Return, word for word, the part of the rows that opens with the line containing "Can you spot the woman's long" and closes with the line containing "x=620, y=50", both of those lines included. Give only those lines.

> _Rows_:
[Start]

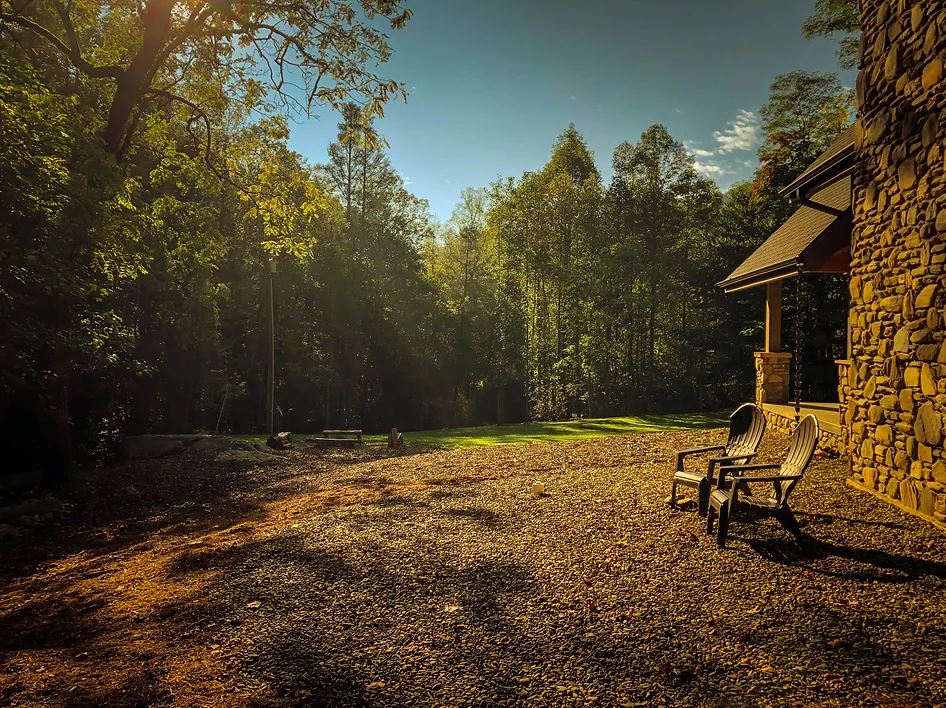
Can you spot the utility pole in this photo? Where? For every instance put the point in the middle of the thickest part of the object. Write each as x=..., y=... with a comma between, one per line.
x=271, y=374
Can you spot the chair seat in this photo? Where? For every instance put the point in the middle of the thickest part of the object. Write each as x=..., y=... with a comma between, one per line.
x=719, y=497
x=688, y=478
x=759, y=502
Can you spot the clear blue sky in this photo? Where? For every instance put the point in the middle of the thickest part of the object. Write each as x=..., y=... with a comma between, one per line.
x=493, y=82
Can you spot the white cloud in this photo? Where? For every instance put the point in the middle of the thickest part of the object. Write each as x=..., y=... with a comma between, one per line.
x=742, y=133
x=711, y=169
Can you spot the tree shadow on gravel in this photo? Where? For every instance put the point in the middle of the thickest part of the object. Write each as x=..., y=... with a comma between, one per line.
x=324, y=620
x=806, y=518
x=867, y=564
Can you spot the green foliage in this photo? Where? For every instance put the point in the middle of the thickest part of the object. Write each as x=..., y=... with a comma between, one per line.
x=146, y=206
x=837, y=17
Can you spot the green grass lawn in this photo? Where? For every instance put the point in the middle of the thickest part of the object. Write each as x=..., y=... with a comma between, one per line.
x=561, y=431
x=555, y=431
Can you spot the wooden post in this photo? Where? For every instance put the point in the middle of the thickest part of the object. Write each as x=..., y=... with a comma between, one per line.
x=773, y=316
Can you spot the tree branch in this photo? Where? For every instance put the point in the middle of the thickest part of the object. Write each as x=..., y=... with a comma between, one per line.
x=72, y=54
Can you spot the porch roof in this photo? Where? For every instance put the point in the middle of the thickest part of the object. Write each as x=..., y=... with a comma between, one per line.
x=815, y=238
x=834, y=163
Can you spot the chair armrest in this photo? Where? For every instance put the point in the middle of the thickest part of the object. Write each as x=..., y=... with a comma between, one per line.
x=729, y=458
x=766, y=478
x=739, y=471
x=696, y=451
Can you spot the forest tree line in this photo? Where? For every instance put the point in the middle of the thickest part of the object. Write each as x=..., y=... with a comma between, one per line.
x=145, y=206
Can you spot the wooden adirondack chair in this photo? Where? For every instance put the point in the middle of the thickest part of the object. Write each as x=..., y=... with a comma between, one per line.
x=746, y=426
x=732, y=488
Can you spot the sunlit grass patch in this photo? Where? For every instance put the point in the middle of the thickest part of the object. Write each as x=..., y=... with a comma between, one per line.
x=562, y=431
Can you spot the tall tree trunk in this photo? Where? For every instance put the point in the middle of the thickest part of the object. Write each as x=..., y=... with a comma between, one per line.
x=137, y=78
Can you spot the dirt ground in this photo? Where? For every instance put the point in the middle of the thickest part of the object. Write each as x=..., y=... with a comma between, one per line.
x=438, y=578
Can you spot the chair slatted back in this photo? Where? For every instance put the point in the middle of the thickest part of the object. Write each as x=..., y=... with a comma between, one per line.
x=800, y=451
x=746, y=427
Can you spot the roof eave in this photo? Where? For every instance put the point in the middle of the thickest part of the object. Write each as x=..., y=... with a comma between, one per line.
x=837, y=167
x=778, y=271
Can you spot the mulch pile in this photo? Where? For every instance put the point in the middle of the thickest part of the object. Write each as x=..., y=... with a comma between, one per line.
x=439, y=578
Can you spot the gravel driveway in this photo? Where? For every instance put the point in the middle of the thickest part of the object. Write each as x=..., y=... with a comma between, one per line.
x=440, y=579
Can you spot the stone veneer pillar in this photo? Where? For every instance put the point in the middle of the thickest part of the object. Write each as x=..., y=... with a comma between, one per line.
x=844, y=393
x=897, y=378
x=771, y=377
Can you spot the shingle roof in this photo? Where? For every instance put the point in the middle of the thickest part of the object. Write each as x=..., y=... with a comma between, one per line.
x=840, y=149
x=782, y=253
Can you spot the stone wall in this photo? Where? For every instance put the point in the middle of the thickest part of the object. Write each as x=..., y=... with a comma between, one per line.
x=897, y=380
x=844, y=393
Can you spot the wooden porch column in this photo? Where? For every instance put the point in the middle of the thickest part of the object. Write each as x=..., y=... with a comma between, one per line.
x=772, y=364
x=773, y=316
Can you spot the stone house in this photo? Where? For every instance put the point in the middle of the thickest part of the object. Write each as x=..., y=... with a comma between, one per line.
x=874, y=206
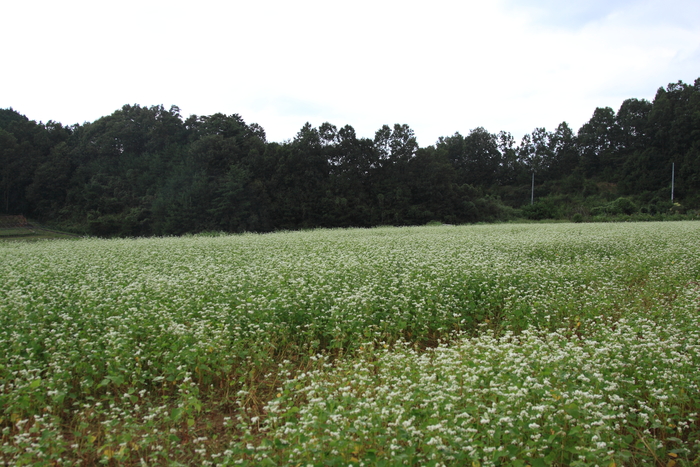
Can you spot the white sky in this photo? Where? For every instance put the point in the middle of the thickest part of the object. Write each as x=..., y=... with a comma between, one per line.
x=438, y=66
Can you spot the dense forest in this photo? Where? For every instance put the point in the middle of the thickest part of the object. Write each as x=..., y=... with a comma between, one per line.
x=147, y=171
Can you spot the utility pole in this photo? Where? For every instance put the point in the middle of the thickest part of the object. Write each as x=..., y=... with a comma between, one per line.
x=673, y=177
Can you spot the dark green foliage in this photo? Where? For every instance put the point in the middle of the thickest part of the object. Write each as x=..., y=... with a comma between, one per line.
x=146, y=171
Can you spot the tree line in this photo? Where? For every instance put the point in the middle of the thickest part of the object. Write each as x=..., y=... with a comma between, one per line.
x=148, y=171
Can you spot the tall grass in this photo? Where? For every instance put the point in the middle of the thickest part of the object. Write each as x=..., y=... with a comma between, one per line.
x=558, y=344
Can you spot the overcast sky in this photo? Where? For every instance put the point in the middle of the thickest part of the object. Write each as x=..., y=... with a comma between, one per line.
x=438, y=66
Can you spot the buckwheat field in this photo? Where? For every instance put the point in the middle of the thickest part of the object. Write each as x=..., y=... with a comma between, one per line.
x=512, y=344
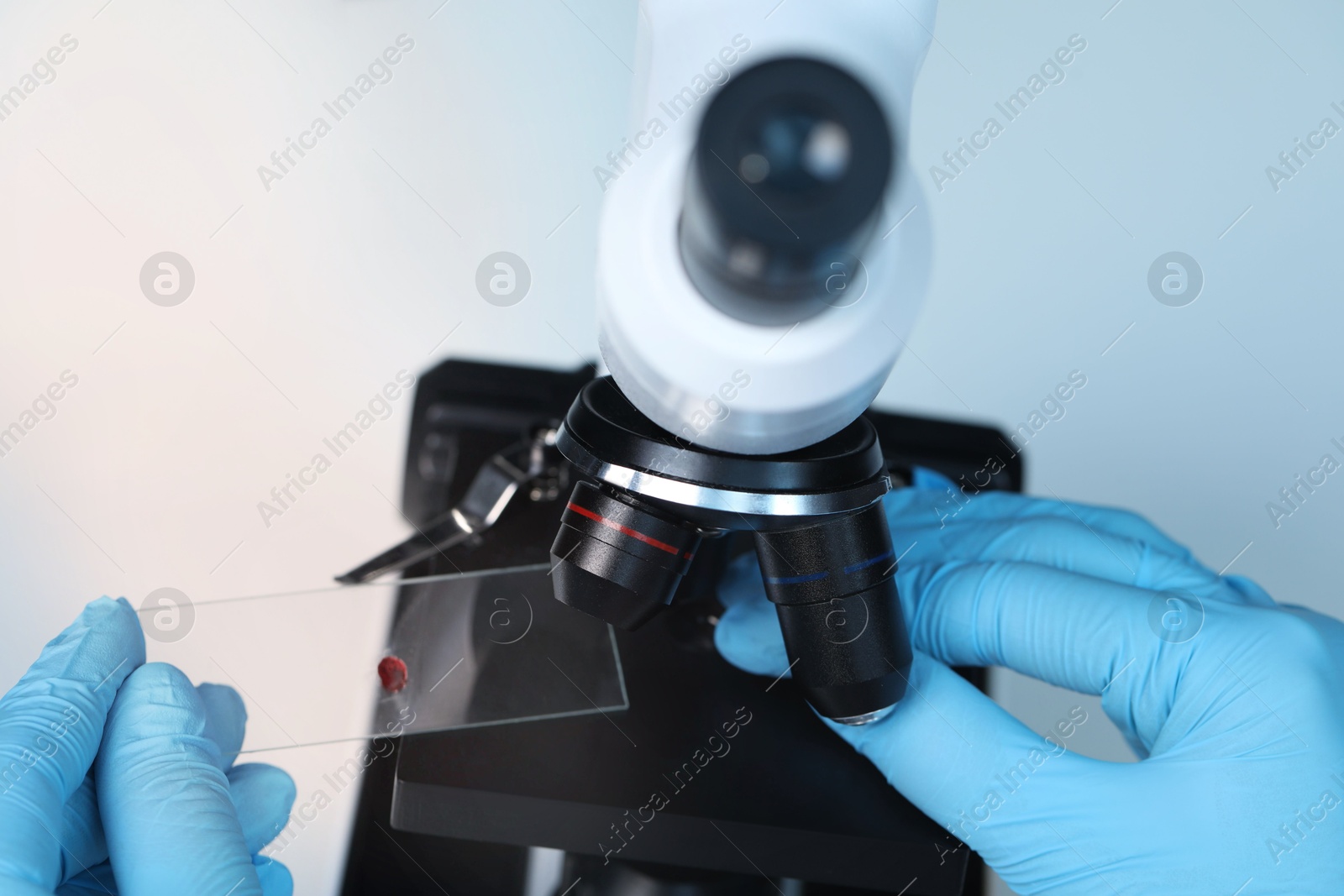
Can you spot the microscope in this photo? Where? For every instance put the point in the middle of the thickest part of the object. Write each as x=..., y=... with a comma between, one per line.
x=759, y=271
x=761, y=259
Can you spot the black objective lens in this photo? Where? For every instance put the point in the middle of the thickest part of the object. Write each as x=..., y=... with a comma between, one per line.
x=618, y=559
x=835, y=593
x=784, y=190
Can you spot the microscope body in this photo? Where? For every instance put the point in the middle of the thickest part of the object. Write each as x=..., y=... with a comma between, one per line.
x=759, y=266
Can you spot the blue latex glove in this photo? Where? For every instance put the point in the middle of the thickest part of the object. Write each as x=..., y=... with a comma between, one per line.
x=1240, y=727
x=118, y=777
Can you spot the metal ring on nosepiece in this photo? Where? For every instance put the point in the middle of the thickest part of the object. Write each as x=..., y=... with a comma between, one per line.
x=690, y=495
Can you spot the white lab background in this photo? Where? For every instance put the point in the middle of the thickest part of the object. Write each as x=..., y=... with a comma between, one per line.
x=313, y=291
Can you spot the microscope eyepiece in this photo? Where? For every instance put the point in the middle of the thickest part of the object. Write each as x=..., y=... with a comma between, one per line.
x=618, y=559
x=784, y=191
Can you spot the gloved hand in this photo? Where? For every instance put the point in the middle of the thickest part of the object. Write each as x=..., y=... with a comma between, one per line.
x=1231, y=701
x=118, y=777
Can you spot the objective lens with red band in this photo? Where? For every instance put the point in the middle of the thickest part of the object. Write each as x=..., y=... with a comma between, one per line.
x=617, y=558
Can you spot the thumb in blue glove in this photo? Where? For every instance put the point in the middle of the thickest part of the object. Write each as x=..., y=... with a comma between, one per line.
x=1233, y=701
x=163, y=810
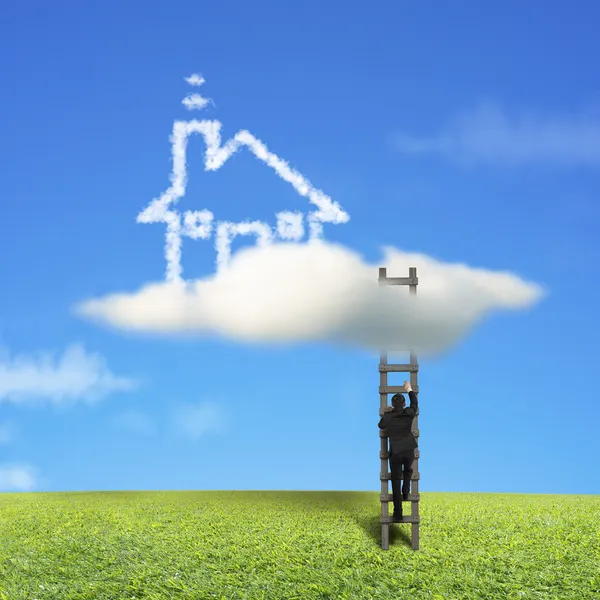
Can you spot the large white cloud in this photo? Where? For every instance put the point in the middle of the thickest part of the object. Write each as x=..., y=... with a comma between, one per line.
x=288, y=292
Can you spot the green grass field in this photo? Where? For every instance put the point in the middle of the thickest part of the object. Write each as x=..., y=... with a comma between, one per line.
x=301, y=545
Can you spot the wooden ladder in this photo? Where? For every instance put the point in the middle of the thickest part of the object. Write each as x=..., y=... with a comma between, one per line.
x=384, y=389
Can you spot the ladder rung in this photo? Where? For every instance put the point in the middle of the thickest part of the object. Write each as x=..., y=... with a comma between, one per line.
x=399, y=368
x=384, y=433
x=390, y=498
x=405, y=519
x=386, y=455
x=399, y=280
x=387, y=476
x=396, y=389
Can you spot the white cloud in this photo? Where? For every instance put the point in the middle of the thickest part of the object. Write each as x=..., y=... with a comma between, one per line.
x=288, y=292
x=194, y=421
x=76, y=375
x=199, y=224
x=18, y=478
x=195, y=102
x=487, y=135
x=195, y=79
x=135, y=422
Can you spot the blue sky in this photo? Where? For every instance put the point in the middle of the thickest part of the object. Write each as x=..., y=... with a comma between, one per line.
x=469, y=134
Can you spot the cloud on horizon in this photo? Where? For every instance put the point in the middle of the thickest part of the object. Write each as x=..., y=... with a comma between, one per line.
x=487, y=135
x=76, y=375
x=318, y=291
x=17, y=478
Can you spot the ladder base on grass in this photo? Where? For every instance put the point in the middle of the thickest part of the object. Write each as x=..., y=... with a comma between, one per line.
x=411, y=367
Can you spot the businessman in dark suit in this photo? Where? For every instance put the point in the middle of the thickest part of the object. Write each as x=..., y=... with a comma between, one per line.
x=397, y=419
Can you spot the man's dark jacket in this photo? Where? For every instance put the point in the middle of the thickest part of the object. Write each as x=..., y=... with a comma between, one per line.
x=398, y=423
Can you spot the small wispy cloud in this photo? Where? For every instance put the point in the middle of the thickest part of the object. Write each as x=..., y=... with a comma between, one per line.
x=195, y=79
x=196, y=420
x=7, y=433
x=76, y=375
x=487, y=135
x=135, y=422
x=17, y=478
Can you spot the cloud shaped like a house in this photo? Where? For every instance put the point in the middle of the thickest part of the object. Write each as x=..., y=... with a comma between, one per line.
x=200, y=224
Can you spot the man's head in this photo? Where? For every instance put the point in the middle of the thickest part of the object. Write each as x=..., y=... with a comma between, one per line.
x=398, y=401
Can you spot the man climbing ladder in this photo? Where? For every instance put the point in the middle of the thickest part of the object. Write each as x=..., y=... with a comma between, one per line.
x=398, y=419
x=413, y=477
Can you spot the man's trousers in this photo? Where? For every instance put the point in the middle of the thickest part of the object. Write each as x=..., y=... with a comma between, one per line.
x=401, y=471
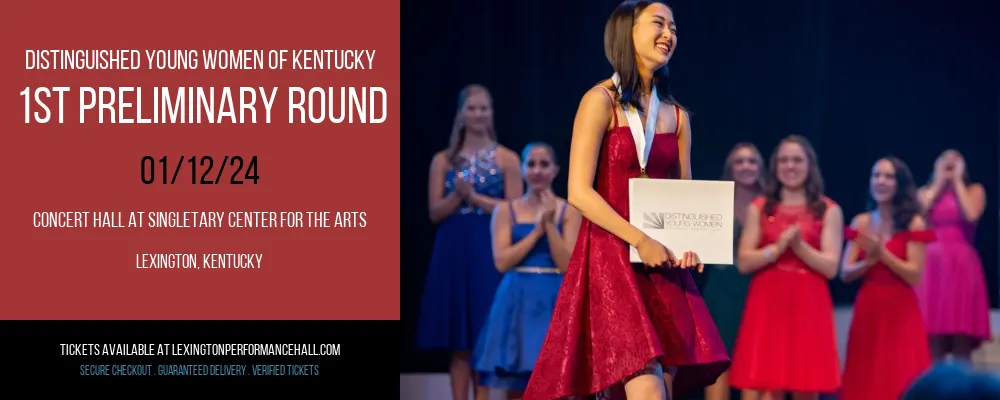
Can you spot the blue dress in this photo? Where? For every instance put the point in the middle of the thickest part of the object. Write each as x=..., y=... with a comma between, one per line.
x=462, y=276
x=519, y=319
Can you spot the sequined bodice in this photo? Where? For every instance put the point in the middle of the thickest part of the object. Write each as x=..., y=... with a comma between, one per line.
x=481, y=169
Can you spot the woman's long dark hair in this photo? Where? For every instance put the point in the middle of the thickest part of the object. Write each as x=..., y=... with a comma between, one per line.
x=813, y=183
x=904, y=202
x=620, y=50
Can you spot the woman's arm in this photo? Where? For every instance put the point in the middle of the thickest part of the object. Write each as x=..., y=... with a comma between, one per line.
x=510, y=164
x=826, y=259
x=440, y=206
x=592, y=118
x=851, y=267
x=684, y=144
x=971, y=198
x=912, y=268
x=562, y=245
x=750, y=258
x=505, y=254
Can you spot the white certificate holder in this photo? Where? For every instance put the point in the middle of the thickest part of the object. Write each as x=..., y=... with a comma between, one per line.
x=685, y=215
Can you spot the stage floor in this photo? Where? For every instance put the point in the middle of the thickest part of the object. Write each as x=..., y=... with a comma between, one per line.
x=436, y=386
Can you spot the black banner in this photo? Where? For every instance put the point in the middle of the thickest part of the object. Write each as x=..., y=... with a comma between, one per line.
x=336, y=354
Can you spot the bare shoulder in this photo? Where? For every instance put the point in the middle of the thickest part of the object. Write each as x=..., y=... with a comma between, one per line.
x=506, y=155
x=502, y=211
x=440, y=160
x=598, y=96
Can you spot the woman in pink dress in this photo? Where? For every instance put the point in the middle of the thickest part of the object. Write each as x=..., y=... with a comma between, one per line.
x=623, y=330
x=953, y=292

[End]

> _Solution to the exercise_:
Can you spot the woman's long dark hair in this photo? Where? For every instance put the point in the middle of the thickest part of the object. Write each as x=..., y=... with a comma between, one per line.
x=813, y=183
x=904, y=202
x=620, y=50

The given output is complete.